BEGIN

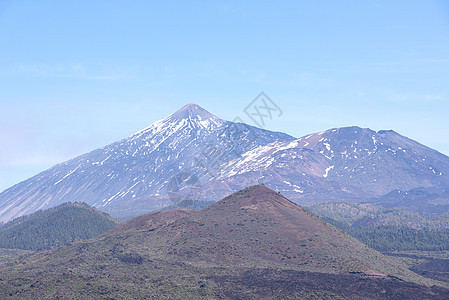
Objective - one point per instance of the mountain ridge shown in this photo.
(195, 155)
(251, 239)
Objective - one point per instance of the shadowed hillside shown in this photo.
(252, 244)
(55, 227)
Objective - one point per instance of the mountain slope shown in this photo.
(55, 227)
(349, 163)
(252, 244)
(193, 155)
(136, 174)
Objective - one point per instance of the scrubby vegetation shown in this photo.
(388, 238)
(52, 228)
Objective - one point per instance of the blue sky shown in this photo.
(77, 76)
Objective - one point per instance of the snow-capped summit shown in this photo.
(189, 117)
(133, 176)
(194, 111)
(136, 175)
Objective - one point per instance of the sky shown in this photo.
(78, 75)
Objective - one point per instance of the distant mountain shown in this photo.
(142, 172)
(193, 155)
(55, 227)
(350, 163)
(254, 244)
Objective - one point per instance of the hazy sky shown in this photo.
(77, 76)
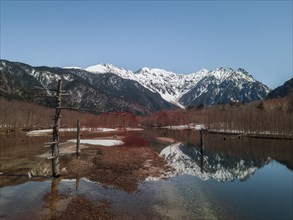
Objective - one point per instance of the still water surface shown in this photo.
(229, 178)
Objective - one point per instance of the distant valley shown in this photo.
(106, 88)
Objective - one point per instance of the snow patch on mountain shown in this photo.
(172, 86)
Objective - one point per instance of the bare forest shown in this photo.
(273, 116)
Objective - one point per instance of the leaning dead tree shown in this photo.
(55, 142)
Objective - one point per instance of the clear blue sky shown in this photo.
(179, 36)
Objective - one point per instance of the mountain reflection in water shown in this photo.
(225, 161)
(188, 160)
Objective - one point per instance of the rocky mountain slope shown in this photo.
(98, 93)
(104, 87)
(285, 90)
(222, 85)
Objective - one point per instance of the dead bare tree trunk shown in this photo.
(56, 128)
(77, 137)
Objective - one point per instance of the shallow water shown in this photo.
(227, 178)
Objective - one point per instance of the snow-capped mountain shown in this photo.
(109, 88)
(188, 160)
(222, 85)
(95, 92)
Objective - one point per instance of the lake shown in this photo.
(228, 177)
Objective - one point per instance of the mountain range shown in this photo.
(106, 88)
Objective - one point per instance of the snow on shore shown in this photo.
(102, 142)
(45, 132)
(183, 127)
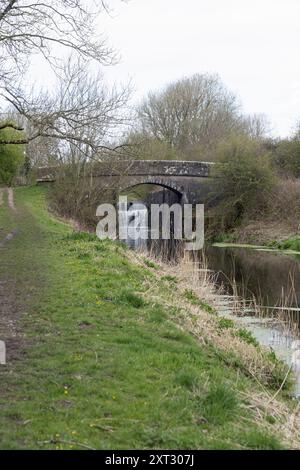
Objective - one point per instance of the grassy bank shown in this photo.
(110, 350)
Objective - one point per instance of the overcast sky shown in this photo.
(254, 45)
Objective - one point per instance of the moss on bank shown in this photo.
(116, 356)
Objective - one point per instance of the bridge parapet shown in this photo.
(164, 168)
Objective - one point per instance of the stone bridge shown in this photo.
(191, 180)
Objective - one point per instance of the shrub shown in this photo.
(287, 157)
(11, 156)
(244, 181)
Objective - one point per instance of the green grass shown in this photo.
(194, 300)
(104, 367)
(292, 244)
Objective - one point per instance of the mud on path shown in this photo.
(11, 292)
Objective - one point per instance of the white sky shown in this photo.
(254, 45)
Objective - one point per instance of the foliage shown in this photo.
(191, 114)
(244, 181)
(11, 156)
(102, 368)
(287, 157)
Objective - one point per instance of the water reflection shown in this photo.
(272, 278)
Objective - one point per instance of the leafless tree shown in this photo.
(257, 126)
(82, 110)
(192, 111)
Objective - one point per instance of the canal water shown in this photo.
(268, 284)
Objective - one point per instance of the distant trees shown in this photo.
(192, 113)
(11, 156)
(287, 154)
(52, 29)
(245, 180)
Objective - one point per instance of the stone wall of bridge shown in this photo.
(190, 180)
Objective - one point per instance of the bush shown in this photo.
(244, 181)
(11, 156)
(287, 157)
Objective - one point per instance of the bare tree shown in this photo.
(192, 111)
(257, 126)
(82, 110)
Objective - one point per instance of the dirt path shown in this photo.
(9, 308)
(11, 201)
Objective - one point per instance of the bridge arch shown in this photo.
(170, 185)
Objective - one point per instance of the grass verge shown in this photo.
(115, 355)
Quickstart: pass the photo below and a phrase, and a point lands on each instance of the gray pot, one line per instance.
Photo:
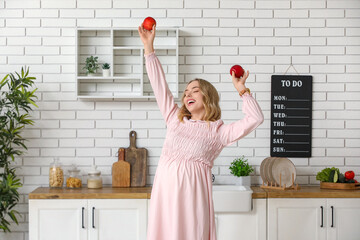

END

What is needed: Set down all entries above again, exactly, without images.

Solution to this exercise:
Objective - one point per instance of the mountain ridge shown in this photo.
(195, 155)
(251, 239)
Objective - one point per instance of the shadowed hillside shown in this photo.
(252, 244)
(55, 227)
Objective - one point per instance of the mountain slope shown in this photo.
(55, 227)
(349, 163)
(252, 244)
(193, 155)
(136, 174)
Objective - one point per instance of the scrubby vegetation shown in this photo.
(388, 238)
(52, 228)
Objective - one point per instance of the blue sky shown in this photo.
(77, 76)
Objective - one point per instance of the snow-capped summit shown in this photo.
(189, 117)
(133, 176)
(194, 111)
(136, 175)
Objective - one point per instance of the sky shown in this photo.
(78, 75)
Objective - one point per instance of the distant mountain shown in this photo.
(142, 172)
(193, 155)
(55, 227)
(350, 163)
(254, 244)
Objective - one point per instance of the hazy sky shown in this photo.
(77, 76)
Objective - one point per instance of the still water surface shown in this photo.
(229, 178)
Objective - one point per instance of the distant valley shown in this photo.
(106, 88)
Objective - one point per instance of the snow patch on mountain shown in this photo.
(172, 86)
Objective - one point per instance of the bare forest shown in this photo.
(273, 116)
Objective - one point per instance of the leaning dead tree shown in this photo.
(55, 142)
Objective - one point per instance of the clear blue sky shown in this photo.
(179, 36)
Objective - one point per instance of the mountain reflection in water shown in this photo.
(225, 161)
(188, 160)
Objective - one point per instance of the rocky mountain slope shown in this photo.
(98, 93)
(104, 87)
(285, 90)
(222, 85)
Objective - one point per instance of the dead bare tree trunk shown in this photo.
(56, 128)
(77, 137)
Objective - one point per instance of the shallow water shown in this photo.
(227, 178)
Objective - one point per instance of the snow-capped mountain shown in this photo.
(109, 88)
(188, 160)
(222, 85)
(95, 92)
Objective - one point per instance of the lake shown in this photo.
(228, 177)
Objective - one point per instance of the mountain range shown in this photo.
(106, 88)
Objective - one point per instance of the snow on shore shown in this photo.
(102, 142)
(45, 132)
(183, 127)
Objective - one point per instance of the grassy bank shown in this photo.
(110, 350)
Objective - one point per instance of the overcast sky shown in this photo.
(254, 45)
Objective - one point per instance of the moss on bank shown in this photo.
(116, 356)
Objective - one point per instance of the bridge parapet shown in this photo.
(164, 168)
Objective - one point per instance of the stone bridge shown in this photo.
(191, 180)
Objective - one point per instance of the shrub shown in this photo.
(287, 157)
(11, 156)
(244, 181)
Objective - one point per instance of the green grass shown in this photo.
(194, 300)
(104, 367)
(292, 244)
Objective - one point per instance of the mud on path shown in this photo.
(11, 292)
Objective - one point per instance of the white sky shown in this photo.
(254, 45)
Objective - one point per instance of the foliage shown in this photo.
(191, 114)
(244, 181)
(11, 156)
(102, 368)
(287, 157)
Objective - one point per instance of the water reflection shown in this photo.
(272, 278)
Objective - one point per instance of the leafless tree shown in this photo.
(257, 126)
(82, 110)
(192, 111)
Objective - one point per instance of the canal water shown in this photo.
(268, 284)
Objective - one point per instance of the distant trees shown in this photo.
(192, 113)
(11, 156)
(287, 154)
(52, 29)
(245, 180)
Objective - one point per instance of the stone wall of bridge shown in this photo.
(190, 180)
Objective - one point per instance of the bush shown in this photo.
(244, 181)
(11, 156)
(287, 157)
Objective - one point per instance of the bare tree shown in this photo.
(192, 111)
(257, 126)
(82, 110)
Objective - one point per instance of the dirt path shown in this photo.
(9, 308)
(11, 201)
Objective - one point per instance of the bridge arch shown in this photo.
(170, 185)
Objective - one point per instance of the grass verge shown in this photo.
(115, 355)
Quickstart: pass the photo below and a phrase, and a point lands on each instance of the gray pot, one line per instance.
Photo:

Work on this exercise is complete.